Data entries

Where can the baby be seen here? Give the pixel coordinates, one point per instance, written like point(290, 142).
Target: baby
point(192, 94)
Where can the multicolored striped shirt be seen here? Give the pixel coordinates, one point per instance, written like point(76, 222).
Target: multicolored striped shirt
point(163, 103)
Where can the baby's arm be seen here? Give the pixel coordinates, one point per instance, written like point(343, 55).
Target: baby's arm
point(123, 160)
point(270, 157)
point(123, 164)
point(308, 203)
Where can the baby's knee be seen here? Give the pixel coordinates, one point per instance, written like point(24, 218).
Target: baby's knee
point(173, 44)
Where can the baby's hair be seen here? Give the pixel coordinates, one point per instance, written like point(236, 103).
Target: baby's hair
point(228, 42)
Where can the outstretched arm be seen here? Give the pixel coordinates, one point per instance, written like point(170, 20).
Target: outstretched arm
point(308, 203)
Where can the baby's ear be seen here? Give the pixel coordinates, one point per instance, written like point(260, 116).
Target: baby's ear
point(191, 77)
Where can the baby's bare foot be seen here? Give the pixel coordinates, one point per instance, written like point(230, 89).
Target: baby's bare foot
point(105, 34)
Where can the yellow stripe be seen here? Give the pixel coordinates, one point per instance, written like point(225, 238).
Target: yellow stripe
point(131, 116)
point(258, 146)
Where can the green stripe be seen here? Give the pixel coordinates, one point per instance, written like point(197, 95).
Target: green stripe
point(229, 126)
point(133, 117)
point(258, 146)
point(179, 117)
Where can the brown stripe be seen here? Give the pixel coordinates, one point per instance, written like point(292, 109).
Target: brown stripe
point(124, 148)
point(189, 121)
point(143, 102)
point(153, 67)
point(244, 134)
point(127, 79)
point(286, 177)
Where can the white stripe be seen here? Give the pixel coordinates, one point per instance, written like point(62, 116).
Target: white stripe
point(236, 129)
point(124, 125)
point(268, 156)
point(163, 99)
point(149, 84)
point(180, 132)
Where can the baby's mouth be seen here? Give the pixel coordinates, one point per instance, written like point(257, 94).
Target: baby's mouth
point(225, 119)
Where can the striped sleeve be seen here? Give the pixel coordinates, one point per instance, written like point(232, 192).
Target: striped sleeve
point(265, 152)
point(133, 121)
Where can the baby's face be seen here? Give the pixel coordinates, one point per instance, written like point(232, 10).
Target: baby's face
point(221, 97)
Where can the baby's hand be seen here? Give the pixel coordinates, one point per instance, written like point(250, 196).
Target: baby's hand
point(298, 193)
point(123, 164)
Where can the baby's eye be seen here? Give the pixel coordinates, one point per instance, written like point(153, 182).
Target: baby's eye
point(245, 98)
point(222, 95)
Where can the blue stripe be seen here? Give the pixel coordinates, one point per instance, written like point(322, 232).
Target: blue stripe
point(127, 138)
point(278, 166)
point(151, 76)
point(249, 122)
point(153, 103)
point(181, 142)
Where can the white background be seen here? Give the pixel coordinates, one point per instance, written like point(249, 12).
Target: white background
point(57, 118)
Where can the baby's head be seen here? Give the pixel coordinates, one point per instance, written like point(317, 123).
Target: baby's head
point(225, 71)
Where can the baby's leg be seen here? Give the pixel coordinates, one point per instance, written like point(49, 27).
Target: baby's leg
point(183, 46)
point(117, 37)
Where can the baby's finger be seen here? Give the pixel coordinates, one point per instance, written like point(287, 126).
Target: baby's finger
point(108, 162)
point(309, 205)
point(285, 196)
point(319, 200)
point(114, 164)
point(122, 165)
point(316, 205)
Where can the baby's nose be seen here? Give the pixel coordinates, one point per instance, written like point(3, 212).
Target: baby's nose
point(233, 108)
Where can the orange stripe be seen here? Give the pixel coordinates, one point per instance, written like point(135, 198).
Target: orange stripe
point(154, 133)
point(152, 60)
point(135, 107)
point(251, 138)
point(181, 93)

» **What needs to be done**
Format every line of the entries above as a Markdown table with two columns, Row for the row number and Text for the line itself. Leave out blank lines.

» **Written solution**
| Row | Text |
|---|---|
| 1 | Where can the baby be seen here? Give the pixel coordinates, one point per instance, written like point(290, 142). |
| 2 | Target: baby |
| 3 | point(192, 94) |
| 4 | Where can the multicolored striped shirt be seen here? Give the pixel coordinates, one point per instance, written like point(76, 222). |
| 5 | Target: multicolored striped shirt |
| 6 | point(163, 103) |
| 7 | Where can the baby's arm be seen here? Give the pixel coordinates, one point per instance, written like point(343, 55). |
| 8 | Target: baby's arm |
| 9 | point(123, 160) |
| 10 | point(270, 157) |
| 11 | point(123, 164) |
| 12 | point(308, 203) |
| 13 | Where can the baby's knee be seen here? Give the pixel coordinates, one point per instance, written like point(24, 218). |
| 14 | Target: baby's knee |
| 15 | point(173, 44) |
| 16 | Where can the baby's hair be seen here? Give the pixel coordinates, one point per instance, written like point(236, 103). |
| 17 | Target: baby's hair |
| 18 | point(228, 42) |
| 19 | Where can the outstretched arm be seen here? Give the pixel coordinates, one point per instance, written like point(170, 20). |
| 20 | Target: outstretched arm |
| 21 | point(308, 203) |
| 22 | Where can the baby's ear be seen here? Give the pixel coordinates, one point per instance, written like point(260, 116). |
| 23 | Target: baby's ear |
| 24 | point(191, 77) |
| 25 | Where can the baby's bare foot be seen here? Give the pixel coordinates, one point per instance, written like point(230, 89). |
| 26 | Target: baby's bare foot |
| 27 | point(105, 34) |
| 28 | Where can the yellow stripe be seen here? Give the pixel coordinates, one point per instance, written like point(225, 238). |
| 29 | Target: yellow stripe |
| 30 | point(131, 116) |
| 31 | point(258, 146) |
| 32 | Where can the green stripe be seen here? Give the pixel coordinates, one point per instance, written like point(197, 95). |
| 33 | Target: green stripe |
| 34 | point(229, 126) |
| 35 | point(133, 117) |
| 36 | point(258, 146) |
| 37 | point(179, 117) |
| 38 | Where can the brown stripe be seen here? Give the pixel coordinates, one point per instance, written like point(292, 109). |
| 39 | Target: brown stripe |
| 40 | point(124, 148) |
| 41 | point(189, 121) |
| 42 | point(143, 102) |
| 43 | point(153, 67) |
| 44 | point(244, 134) |
| 45 | point(127, 79) |
| 46 | point(286, 177) |
| 47 | Where can the white stripe be seen here? Give the pixel coordinates, one point per instance, written like point(62, 116). |
| 48 | Target: white stripe |
| 49 | point(236, 129) |
| 50 | point(124, 125) |
| 51 | point(268, 156) |
| 52 | point(163, 99) |
| 53 | point(149, 84) |
| 54 | point(180, 132) |
| 55 | Where can the baby's mouth be seen here? Give the pixel coordinates, one point per instance, written like point(257, 94). |
| 56 | Target: baby's mouth |
| 57 | point(225, 119) |
| 58 | Where can the striped sleeve be seen here? Give the pixel coordinates, one point per instance, written like point(232, 192). |
| 59 | Target: striped sleeve |
| 60 | point(265, 152) |
| 61 | point(133, 121) |
| 62 | Where can the baby's face be seen here? Give the pixel coordinates, one point per instance, written like point(232, 10). |
| 63 | Target: baby's face |
| 64 | point(221, 97) |
| 65 | Where can the baby's hand be seen here? Give the pixel coordinates, one point per instance, written like point(250, 196). |
| 66 | Target: baby's hand |
| 67 | point(298, 193) |
| 68 | point(123, 164) |
| 69 | Where can the baby's eye be seen here? Give the pixel coordinates, one point per instance, written like point(153, 182). |
| 70 | Target: baby's eye |
| 71 | point(245, 98) |
| 72 | point(222, 95) |
| 73 | Where can the blue stripe be seen here? Give the pixel coordinates, one point per instance, written like point(322, 232). |
| 74 | Target: blue stripe |
| 75 | point(127, 138) |
| 76 | point(278, 166) |
| 77 | point(151, 76) |
| 78 | point(249, 122) |
| 79 | point(153, 103) |
| 80 | point(181, 142) |
| 81 | Where can the white background be seen here? Give the pixel coordinates, one point per instance, written like point(249, 12). |
| 82 | Target: white background |
| 83 | point(57, 118) |
| 84 | Where can the baby's head be seen here? Give the pixel coordinates, one point per instance, written like point(317, 123). |
| 85 | Target: baby's head |
| 86 | point(225, 71) |
| 87 | Where can the baby's leg be seen here? Give the pixel coordinates, one point per instance, written like point(49, 27). |
| 88 | Target: baby's leg |
| 89 | point(183, 46) |
| 90 | point(117, 37) |
| 91 | Where can the baby's finger be seen here? Give the pixel coordinates, one point per instance, written like point(287, 126). |
| 92 | Target: baby's finger |
| 93 | point(108, 162) |
| 94 | point(309, 205) |
| 95 | point(285, 196) |
| 96 | point(319, 200) |
| 97 | point(114, 164) |
| 98 | point(122, 165) |
| 99 | point(316, 205) |
| 100 | Where can the baby's nose be seen here? Give the pixel coordinates, one point per instance, written like point(3, 212). |
| 101 | Target: baby's nose |
| 102 | point(233, 108) |
| 103 | Where can the orange stripe be seen here? Give the pixel coordinates, one point per instance, written like point(135, 198). |
| 104 | Target: orange stripe |
| 105 | point(154, 133) |
| 106 | point(152, 60) |
| 107 | point(135, 107) |
| 108 | point(251, 138) |
| 109 | point(181, 93) |